▶ _Page text_:
[start]
Report of main proceedings for 16 November 2006

Nairobi Climate Change Conference – November 2006

On Thursday, the joint COP and COP/MOP high-level segment continued with over 50 statements from ministers and heads of delegation. The second workshop of the “Dialogue on long-term cooperative action to address climate change by enhancing implementation of the Convention” also continued. Informal consultations and contact groups took place on issues such as the CDM, review of the Protocol (Article 9), the Russian proposal, and the Belarus proposal. Finally, an informal ministerial meeting was held late Thursday night to consider a number of these outstanding issues.


COUNTRY STATEMENTS: Parties reflected on various topics, including post-2012 issues, adaptation, CDM, forestry and financing.

Post-2012 issues: Many parties highlighted the urgency of agreeing on a post-2012 regime, with some stressing it should involve all major emitters, and others underscoring the principle of common but differentiated responsibilities. SWEDEN and JAPAN favored three tracks – the Dialogue, Article 9 and AWG. BRAZIL called for progress on the “two track approach” and said Article 9 calls for “a review, not a revision.” MEXICO expressed willingness to consider participation in the climate change regime in the context of flexibility, stressing programmatic and sectoral approaches. INDIA said several key Annex I countries had failed in their Protocol commitments, and described calls for developing countries to take on emissions commitments post-2012 as “shrill,” “surreal,” and a threat to poverty alleviation efforts. JAPAN supported acknowledging processes outside the UNFCCC, such as the Asia-Pacific Partnership. BELARUS urged resolution of its proposal in Nairobi. UKRAINE expressed concern at “the blocking of the negotiation process on voluntary commitments,” and hoped that Annex I and non-Annex I parties could find a compromise in undertaking obligations. INDONESIA called on Annex I Parties to agree on post-2012 emissions targets in the AWG by 2008. He announced his country’s offer to host COP 13 and COP/MOP 3.

Adaptation: Many developing countries stressed adaptation. TURKEY noted that adaptation to sea-level rise will cost an estimated 6% of its GDP. ZAMBIA suggested that the proposed adaptation expert committee function under SBI, to ensure coherence among various adaptation measures. BURUNDI and BHUTAN urged equitable distribution of adaptation funding, particularly to LDCs.

CDM: Many African countries lamented their “disheartening” share of CDM projects, calling for capacity building and technology transfer, and welcoming the Nairobi Framework. SPAIN announced its €2 million pledge to the UNDP-UNEP initiative aimed at fostering developing countries' access to the CDM. UGANDA described the development of Africa’s first eco-city and appealed for funding to support such initiatives. ICELAND underscored Africa’s renewable energy potential. LIBYA called for inclusion of CCS under the CDM, and NEPAL highlighted small-scale biomass and community forestry CDM projects.

Forestry: Several countries highlighted forests’ contribution to addressing climate change, and positive incentives on deforestation. TANZANIA called for recognition of the environmental services provided by forests, and COSTA RICA said activities to prevent deforestation should be eligible for financial compensation. BOLIVIA drew attention to indigenous communities as true guardians of natural resources.
[end]
▶ _Provided information_:
[start]
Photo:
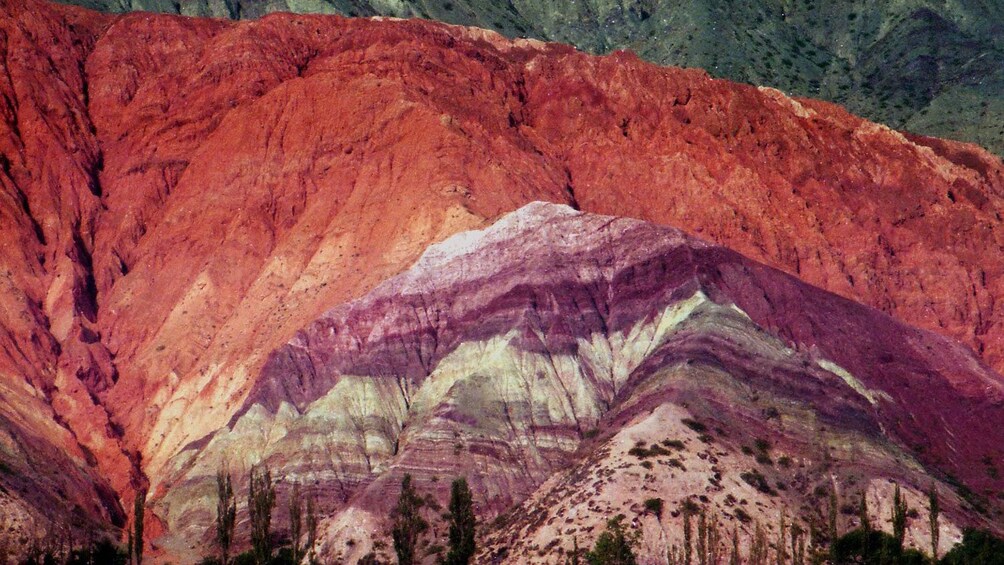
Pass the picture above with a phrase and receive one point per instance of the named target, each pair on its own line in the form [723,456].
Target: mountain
[502,350]
[182,196]
[935,68]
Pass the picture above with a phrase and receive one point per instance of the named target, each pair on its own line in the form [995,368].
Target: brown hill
[180,196]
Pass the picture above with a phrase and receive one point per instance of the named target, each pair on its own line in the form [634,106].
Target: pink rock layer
[182,195]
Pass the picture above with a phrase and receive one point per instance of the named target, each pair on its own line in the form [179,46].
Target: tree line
[795,544]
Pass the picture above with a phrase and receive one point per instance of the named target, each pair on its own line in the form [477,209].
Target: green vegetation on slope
[931,67]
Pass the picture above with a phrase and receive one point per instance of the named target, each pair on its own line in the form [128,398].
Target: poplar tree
[139,507]
[900,510]
[226,513]
[311,529]
[462,524]
[295,520]
[934,511]
[408,523]
[261,502]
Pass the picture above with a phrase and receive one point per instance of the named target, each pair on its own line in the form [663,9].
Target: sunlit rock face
[499,352]
[180,197]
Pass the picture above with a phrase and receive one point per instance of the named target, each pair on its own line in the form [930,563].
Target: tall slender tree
[831,529]
[226,513]
[782,556]
[311,524]
[295,520]
[261,502]
[759,547]
[862,513]
[934,510]
[702,538]
[462,524]
[900,510]
[735,557]
[139,506]
[408,523]
[688,535]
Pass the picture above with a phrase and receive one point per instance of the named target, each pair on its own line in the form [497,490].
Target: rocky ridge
[181,196]
[930,67]
[538,351]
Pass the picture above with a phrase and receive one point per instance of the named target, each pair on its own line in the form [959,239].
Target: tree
[873,547]
[226,513]
[862,512]
[572,558]
[735,557]
[688,535]
[261,502]
[138,510]
[295,521]
[462,524]
[408,523]
[311,529]
[782,556]
[759,547]
[831,530]
[900,510]
[613,546]
[934,510]
[702,538]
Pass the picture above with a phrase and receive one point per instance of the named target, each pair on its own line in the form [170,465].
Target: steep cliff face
[931,67]
[182,196]
[501,350]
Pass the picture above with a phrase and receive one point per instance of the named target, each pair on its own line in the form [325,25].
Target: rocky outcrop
[182,196]
[934,69]
[500,351]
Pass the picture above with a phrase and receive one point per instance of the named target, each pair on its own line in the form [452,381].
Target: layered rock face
[499,351]
[929,67]
[182,196]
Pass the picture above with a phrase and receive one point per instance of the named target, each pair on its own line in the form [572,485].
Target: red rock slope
[501,351]
[180,196]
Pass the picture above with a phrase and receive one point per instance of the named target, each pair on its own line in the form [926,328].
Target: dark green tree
[226,513]
[934,511]
[408,523]
[873,547]
[688,535]
[612,547]
[573,555]
[311,524]
[295,521]
[462,524]
[831,528]
[261,502]
[862,512]
[139,507]
[900,510]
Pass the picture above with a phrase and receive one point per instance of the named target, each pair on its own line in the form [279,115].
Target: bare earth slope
[931,67]
[181,196]
[500,350]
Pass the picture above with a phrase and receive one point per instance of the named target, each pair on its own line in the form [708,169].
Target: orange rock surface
[180,196]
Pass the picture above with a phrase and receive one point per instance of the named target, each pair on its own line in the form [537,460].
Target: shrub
[694,425]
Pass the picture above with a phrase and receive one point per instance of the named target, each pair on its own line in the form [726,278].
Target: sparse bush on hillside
[613,547]
[655,506]
[977,546]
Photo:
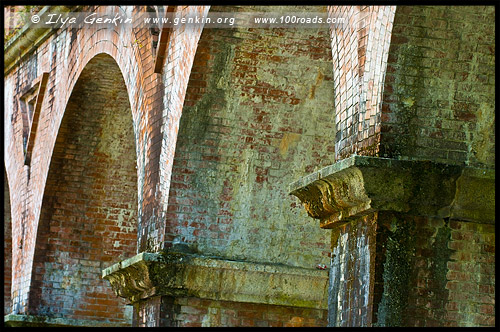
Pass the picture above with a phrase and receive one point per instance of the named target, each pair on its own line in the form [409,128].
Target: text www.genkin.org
[250,19]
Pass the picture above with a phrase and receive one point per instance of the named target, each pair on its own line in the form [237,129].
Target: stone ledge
[181,274]
[359,185]
[13,320]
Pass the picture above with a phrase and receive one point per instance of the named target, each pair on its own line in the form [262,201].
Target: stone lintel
[181,274]
[13,320]
[358,185]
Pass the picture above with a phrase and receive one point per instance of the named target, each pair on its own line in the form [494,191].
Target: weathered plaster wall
[7,246]
[258,114]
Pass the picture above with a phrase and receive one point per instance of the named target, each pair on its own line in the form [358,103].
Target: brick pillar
[398,257]
[411,235]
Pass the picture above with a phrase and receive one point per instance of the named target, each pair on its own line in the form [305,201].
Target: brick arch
[88,218]
[258,113]
[438,87]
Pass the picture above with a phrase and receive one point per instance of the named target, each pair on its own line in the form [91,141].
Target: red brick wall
[64,55]
[89,213]
[195,312]
[434,272]
[439,87]
[257,116]
[7,246]
[359,51]
[471,275]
[end]
▶ _What you will do_:
[1] Answer these from the Nairobi conference report:
(a) Which two countries favored three tracks for post-2012 issues?
(b) What share of its GDP does Turkey estimate adaptation to sea-level rise will cost?
(c) How much did Spain pledge, and to which initiative?
[2] Carry on the Nairobi conference report from the point where it ends.

▶ _Answers_:
[1]
(a) Sweden and Japan
(b) An estimated 6%
(c) €2 million, to the UNDP-UNEP initiative aimed at fostering developing countries' access to the CDM

[2]
Financial matters: Regarding the financial mechanism, NIUE appealed for improved modalities to access the GEF Trust Fund, while the PHILIPPINES said the GEF should be more responsive to developing country needs and opposed conditionalities in the operation of the climate funds. GHANA stressed the need for a multilateral technology transfer fund. The DOMINICAN REPUBLIC supported the Swiss proposal on individual and business carbon tax.

UNITED ARAB EMIRATES urged addressing the adverse effects of response measures. MALAYSIA, EGYPT and others expressed disappointment at the lack of progress on technology transfer.

Webcast records of the high-level segment will be available at


ADVANCING DEVELOPMENT GOALS IN A SUSTAINABLE WAY: Parties continued their discussions from Wednesday. SOUTH AFRICA outlined steps to achieve co-benefits through sustainable development policies and measures to address climate change, citing the example of energy-saving building techniques in housing projects to reduce emissions and improve quality of life for those in poverty. She stressed the need for innovative financing mechanisms to support climate action. The REPUBLIC OF KOREA reminded parties that the Convention’s objective (Article 2) includes impacts on ecosystems, which are increasing. Attributing its low per capita emissions to a lower carbon pathway, INDIA emphasized sustainable consumption and production, technology transfer and capacity building. The US underscored placing climate change within a broader agenda than just development and poverty reduction, including energy and food security, and air pollution. JAPAN highlighted the role of domestic action to facilitate the transfer of technologies and AUSTRALIA stressed enabling environments. Parties agreed to ask the COP to request the Secretariat to prepare an analysis on climate-related financial flows.

 REALIZING THE FULL POTENTIAL OF MARKET-BASED OPPORTUNITIES: ELECTRICITE DE FRANCE said the market approach should be articulated alongside other policies and measures, in a balanced manner. Regarding the EU Emissions Trading Scheme (ETS), she noted the need for longer commitments. ESKOM stressed electrification needs in Africa, how electrification underpins economic growth, and the need to engage markets in innovative ways.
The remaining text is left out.